Set down each record below exactly as it stands. Pictures are not part of the copy.

DATA LISTING START

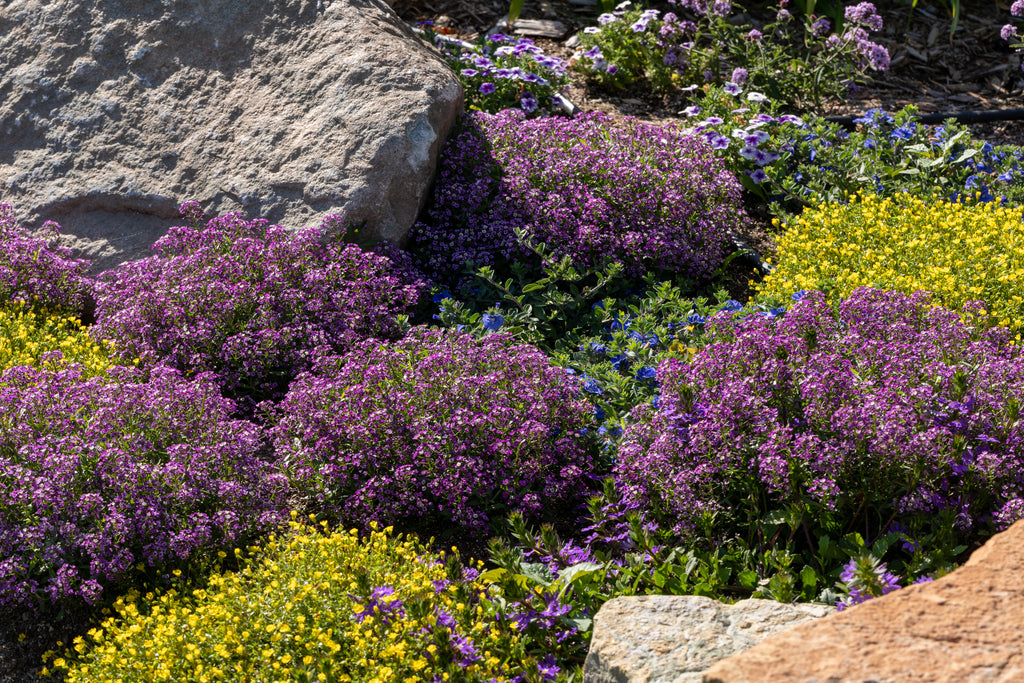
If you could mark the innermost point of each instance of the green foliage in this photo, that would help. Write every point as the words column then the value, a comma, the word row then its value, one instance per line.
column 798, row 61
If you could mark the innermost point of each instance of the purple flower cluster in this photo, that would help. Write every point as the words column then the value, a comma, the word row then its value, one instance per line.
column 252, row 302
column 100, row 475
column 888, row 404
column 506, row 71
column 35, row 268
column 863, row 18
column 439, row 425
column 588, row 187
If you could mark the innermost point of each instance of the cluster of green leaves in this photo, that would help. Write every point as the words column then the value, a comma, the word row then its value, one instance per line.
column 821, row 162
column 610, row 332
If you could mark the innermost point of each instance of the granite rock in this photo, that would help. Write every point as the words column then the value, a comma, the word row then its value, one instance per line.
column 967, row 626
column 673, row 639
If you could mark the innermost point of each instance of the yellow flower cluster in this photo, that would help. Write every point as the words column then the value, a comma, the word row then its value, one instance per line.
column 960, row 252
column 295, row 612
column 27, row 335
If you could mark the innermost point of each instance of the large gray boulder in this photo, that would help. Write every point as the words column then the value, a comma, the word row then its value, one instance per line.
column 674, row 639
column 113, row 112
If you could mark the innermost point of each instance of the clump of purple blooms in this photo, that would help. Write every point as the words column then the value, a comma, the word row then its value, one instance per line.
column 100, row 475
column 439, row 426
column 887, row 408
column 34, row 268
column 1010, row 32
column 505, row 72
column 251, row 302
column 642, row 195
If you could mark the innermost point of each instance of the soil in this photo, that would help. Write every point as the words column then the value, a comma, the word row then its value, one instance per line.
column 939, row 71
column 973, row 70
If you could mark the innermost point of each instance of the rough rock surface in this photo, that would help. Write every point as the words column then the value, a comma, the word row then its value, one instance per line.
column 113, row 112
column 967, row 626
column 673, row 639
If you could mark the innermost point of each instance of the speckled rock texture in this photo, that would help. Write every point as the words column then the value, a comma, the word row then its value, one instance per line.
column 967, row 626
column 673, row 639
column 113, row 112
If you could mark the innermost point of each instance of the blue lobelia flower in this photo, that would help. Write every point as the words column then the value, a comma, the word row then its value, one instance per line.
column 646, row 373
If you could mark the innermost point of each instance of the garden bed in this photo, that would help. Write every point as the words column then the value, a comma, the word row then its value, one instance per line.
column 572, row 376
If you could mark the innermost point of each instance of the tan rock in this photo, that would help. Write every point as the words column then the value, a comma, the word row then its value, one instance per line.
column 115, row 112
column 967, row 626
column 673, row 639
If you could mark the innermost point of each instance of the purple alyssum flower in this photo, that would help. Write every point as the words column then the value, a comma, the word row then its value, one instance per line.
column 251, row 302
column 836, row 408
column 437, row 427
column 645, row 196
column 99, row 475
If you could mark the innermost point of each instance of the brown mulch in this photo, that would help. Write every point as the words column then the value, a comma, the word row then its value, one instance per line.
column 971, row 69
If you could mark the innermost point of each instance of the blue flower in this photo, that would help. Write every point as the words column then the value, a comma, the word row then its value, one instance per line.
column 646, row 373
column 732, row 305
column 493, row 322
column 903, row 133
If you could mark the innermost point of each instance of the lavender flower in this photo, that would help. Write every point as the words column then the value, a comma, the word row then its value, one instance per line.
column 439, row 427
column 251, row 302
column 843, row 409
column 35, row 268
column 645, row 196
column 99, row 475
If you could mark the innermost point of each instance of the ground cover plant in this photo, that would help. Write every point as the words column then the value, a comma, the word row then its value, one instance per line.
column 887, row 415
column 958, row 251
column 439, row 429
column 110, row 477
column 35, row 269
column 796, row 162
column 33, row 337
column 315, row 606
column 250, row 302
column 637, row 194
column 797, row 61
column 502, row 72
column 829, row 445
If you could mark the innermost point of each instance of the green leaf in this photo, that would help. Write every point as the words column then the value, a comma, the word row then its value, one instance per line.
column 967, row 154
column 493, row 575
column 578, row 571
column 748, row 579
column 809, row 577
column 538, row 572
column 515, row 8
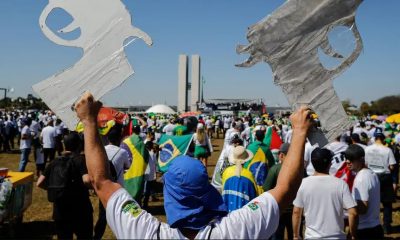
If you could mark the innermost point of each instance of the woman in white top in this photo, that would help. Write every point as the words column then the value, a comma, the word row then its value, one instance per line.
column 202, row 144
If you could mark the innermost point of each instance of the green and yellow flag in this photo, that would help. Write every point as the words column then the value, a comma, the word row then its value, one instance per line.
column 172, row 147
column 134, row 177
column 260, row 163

DATA LISTING END

● **RESULT OF THE EXERCISE**:
If you could mark the innermost point of each instance of the green foliage in this photo, that would help. Write every point as the words column then the value, a comma, the word row then its value, one instance per line.
column 798, row 61
If you could mark the innermost point of each instance of the purple flower cluster in this photo, that would help. Write every point as the words column then the value, a comma, the word row then its value, one instance per line.
column 252, row 302
column 100, row 475
column 888, row 404
column 506, row 71
column 35, row 268
column 863, row 18
column 439, row 425
column 588, row 187
If you could mark the innermost point of each instance of the cluster of green leaves in this photo, that would help. Write every point as the words column then the value, a comma, the word row then its value, one instance per line.
column 821, row 162
column 610, row 332
If you could mark the innermost point of each instance of the granite rock in this photo, that would help. Write every point as the words column then the value, a comma, the word row then its value, one instance per line.
column 967, row 626
column 673, row 639
If you could mark the innermost point of each instance of the yellow flower cluster in this photo, that would help. Write every point as the words column then the value, a comma, the word row then its value, one instance per line.
column 960, row 252
column 295, row 612
column 27, row 335
If you could mark the innermost point of each instance of the large gray boulder in this photo, that would help. Write every point as the words column then the value, a comma, the word row then its value, one instance per line.
column 674, row 639
column 113, row 112
If you could mark the innermost point of each instance of the clump of purple blooms in this photo, that would help. Write every point as the words column then the value, a comma, the word row then its value, one instance per line.
column 100, row 475
column 439, row 426
column 887, row 408
column 34, row 268
column 1010, row 32
column 505, row 72
column 251, row 302
column 642, row 195
If you could mark the innermost point of each instance of the soil in this photo, that would help. Write every point as the words column then the value, a comma, the word row then its value, one instance per line.
column 939, row 71
column 973, row 70
If you could mark the innermost point of each instance of the rough rock surface in this photo, that would help. Write every point as the words column then the value, a comma, the word row then its value, one instance per line.
column 113, row 112
column 967, row 626
column 673, row 639
If you could mark the innermost point of each instance of the speckled rock texture in this photo, that would help. Write every point as the words column then the value, a comma, the word row then its value, one instance per line.
column 967, row 626
column 673, row 639
column 113, row 112
If you could mark the innermost point of each instance of the blue lobelia flower in this photo, that would help. Write every point as the words column then the value, a comma, the word row then its value, one instance per line.
column 646, row 373
If you could mark the innermost point of each instance of the garden bed in this photo, that would help. Write every point as the words column then the value, a comma, the word row then its value, one instance per line.
column 572, row 376
If you could mark the innermost point of each instance of the tan rock in this photo, that would help. Write every point as the words column then the value, a comma, the word row then its value, one instance per line.
column 115, row 112
column 967, row 626
column 673, row 639
If you could mark the innermost point of each instance of the purple alyssum flower in this photo, that would help. Write every point as the words column then the value, a comma, the word row then its value, one instance per line.
column 251, row 302
column 836, row 408
column 437, row 427
column 645, row 196
column 99, row 475
If you could mark the innermost point of each instance of the brown mulch in this photo, that would help. Write every point as the words column then the value, a comma, the word row then its value, one instance per line.
column 971, row 69
If you could mark the innermost point of each instance of the blue flower in this photo, that would help. Write every point as the words column then the value, a comma, the word row then its value, one instance per line.
column 646, row 373
column 732, row 305
column 493, row 322
column 903, row 133
If you could mark the innermost point of each instance of the lavender flower in this photo, that would help. Write every point as the words column then the value, a comma, the word row then its value, one instance per line.
column 439, row 427
column 251, row 302
column 843, row 409
column 35, row 268
column 645, row 196
column 99, row 475
If you could mark the innermost point of each instance of the ground cover plant in this photo, that would help. Write every point as the words column then the value, a comma, the word row then its value, one instance per line.
column 887, row 415
column 958, row 251
column 439, row 429
column 110, row 477
column 35, row 269
column 796, row 162
column 33, row 337
column 315, row 606
column 250, row 302
column 637, row 194
column 797, row 61
column 502, row 72
column 829, row 445
If you could mark the innermost point of each instance of the green leaf in this photo, that would help. Write every point as the words column then the value, a comma, the word row then its value, one instance per line.
column 967, row 154
column 493, row 575
column 578, row 571
column 748, row 579
column 809, row 577
column 538, row 572
column 515, row 8
If you could mark the innermost point of each instance of the woman in white top in this photo, that would help. Write every point as the words column then the value, a comma, the word row then its value, one instance per line.
column 202, row 144
If you could mark the innermost point of each instance of the green and yellow flag in this photo, that would help. Write every point as the words column then the value, a comma, the word row then its value, one instance per line.
column 172, row 147
column 134, row 177
column 260, row 163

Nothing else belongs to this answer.